▶ **SOURCE TEXT**
** Begin **
24 Two Sample t-test / Independent samples t-test
The independent samples t-test, also known as the two-sample t-test or Student’s t-test, is a statistical procedure used to determine if there is a significant difference between the means of two independent groups. This test is commonly used in situations where you want to compare the means from two different groups, such as two different treatments or conditions, to see if they differ from each other in a statistically significant way.
24.1 Assumptions
You would use an independent samples t-test under the following conditions:
- Independence of Samples: The two groups being compared must be independent, meaning the samples drawn from one group do not influence the samples from the other group.
- Normally Distributed Data: The data in the two groups should be roughly normally distributed.
- Equality of Variances: The variances of the two groups are assumed to be equal. If this assumption is significantly violated, a variation of the t-test, like Welch’s t-test, may be used instead.
24.2 Hypotheses
The hypotheses for an independent samples t-test are usually framed as follows:
- Null Hypothesis (H₀): The means of the two groups are equal (\(\mu_1 = \mu_2\)).
- Alternative Hypothesis (H₁): The means of the two groups are not equal (\(\mu_1 \neq \mu_2\)), which can be two-tailed, or one-tailed if the direction of the difference is specified.
24.3 Formula
The t-statistic is calculated using the following formula: \[ t = \frac{\bar{X}_1 - \bar{X}_2}{s_p \cdot \sqrt{\frac{1}{n_1} + \frac{1}{n_2}}} \] Where:
- \(\bar{X}_1\) and \(\bar{X}_2\) are the sample means of groups 1 and 2, respectively.
** End **
▶ **SHORT PROBLEM**
Continue the passage on the two-sample t-test above from the point where it stops.

▶ **EXCERPTED DATA**
** Begin **
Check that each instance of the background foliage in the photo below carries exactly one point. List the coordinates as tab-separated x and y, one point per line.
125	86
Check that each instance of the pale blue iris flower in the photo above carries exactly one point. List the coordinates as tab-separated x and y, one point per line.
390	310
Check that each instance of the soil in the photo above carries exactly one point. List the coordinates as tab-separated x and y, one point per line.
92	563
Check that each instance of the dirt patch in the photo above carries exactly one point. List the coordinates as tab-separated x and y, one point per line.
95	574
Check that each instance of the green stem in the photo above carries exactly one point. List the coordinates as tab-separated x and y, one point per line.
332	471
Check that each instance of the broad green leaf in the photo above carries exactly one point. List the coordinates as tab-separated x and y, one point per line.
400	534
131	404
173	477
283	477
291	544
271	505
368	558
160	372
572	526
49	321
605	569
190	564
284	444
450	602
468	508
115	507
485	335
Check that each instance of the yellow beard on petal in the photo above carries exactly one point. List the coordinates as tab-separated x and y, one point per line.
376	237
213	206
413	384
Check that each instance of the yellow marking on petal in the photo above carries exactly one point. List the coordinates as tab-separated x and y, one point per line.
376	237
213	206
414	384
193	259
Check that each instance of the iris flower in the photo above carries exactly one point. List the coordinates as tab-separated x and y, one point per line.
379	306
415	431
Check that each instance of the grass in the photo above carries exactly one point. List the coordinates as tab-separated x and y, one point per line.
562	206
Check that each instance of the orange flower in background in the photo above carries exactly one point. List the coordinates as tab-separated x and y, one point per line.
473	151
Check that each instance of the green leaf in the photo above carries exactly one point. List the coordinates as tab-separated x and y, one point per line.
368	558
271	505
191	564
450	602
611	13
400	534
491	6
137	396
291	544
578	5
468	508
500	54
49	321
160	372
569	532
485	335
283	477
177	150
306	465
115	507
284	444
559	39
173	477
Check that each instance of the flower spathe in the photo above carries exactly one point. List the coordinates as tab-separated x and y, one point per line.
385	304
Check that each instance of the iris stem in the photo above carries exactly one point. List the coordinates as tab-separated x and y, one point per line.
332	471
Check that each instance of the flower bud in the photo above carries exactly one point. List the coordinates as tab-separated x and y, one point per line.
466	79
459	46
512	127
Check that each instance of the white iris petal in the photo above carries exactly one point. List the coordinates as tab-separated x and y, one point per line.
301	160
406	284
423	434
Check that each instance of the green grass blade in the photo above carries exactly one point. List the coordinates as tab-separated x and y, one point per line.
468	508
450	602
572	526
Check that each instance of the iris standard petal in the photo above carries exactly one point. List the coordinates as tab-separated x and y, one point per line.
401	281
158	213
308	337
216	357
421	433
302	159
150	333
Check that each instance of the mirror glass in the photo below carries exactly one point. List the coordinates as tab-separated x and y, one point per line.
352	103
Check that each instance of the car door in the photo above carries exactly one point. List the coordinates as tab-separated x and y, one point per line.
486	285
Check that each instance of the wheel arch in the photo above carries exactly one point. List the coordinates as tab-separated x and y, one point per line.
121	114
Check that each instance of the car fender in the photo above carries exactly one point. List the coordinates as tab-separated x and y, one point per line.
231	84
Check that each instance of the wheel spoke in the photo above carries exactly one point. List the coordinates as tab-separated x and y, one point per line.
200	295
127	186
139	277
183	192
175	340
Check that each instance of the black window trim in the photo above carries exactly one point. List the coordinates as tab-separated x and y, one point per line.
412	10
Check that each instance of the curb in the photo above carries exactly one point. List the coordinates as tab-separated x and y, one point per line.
** End **
▶ **EXERCISE OUTPUT**
- \(n_1\) and \(n_2\) are the sample sizes of groups 1 and 2, respectively.
- \(s_p\) is the pooled standard deviation of the two samples, calculated as: \[ s_p = \sqrt{\frac{(n_1 - 1) \cdot s_1^2 + (n_2 - 1) \cdot s_2^2}{n_1 + n_2 - 2}} \]
- \(s_1^2\) and \(s_2^2\) are the variances of the two samples.
24.3.1 Calculating Degrees of Freedom
The degrees of freedom used in this table are \(n_1 + n_2 - 2\).
24.3.2 Interpretation
To decide whether to reject the null hypothesis, compare the calculated t-value to the critical t-value from the t-distribution at the desired significance level (\(\alpha\), often 0.05 for a 5% significance level). The decision rules are:
- If the absolute value of the calculated t-value is greater than the critical t-value, reject the null hypothesis.
- If the absolute value of the calculated t-value is less than or equal to the critical t-value, do not reject the null hypothesis.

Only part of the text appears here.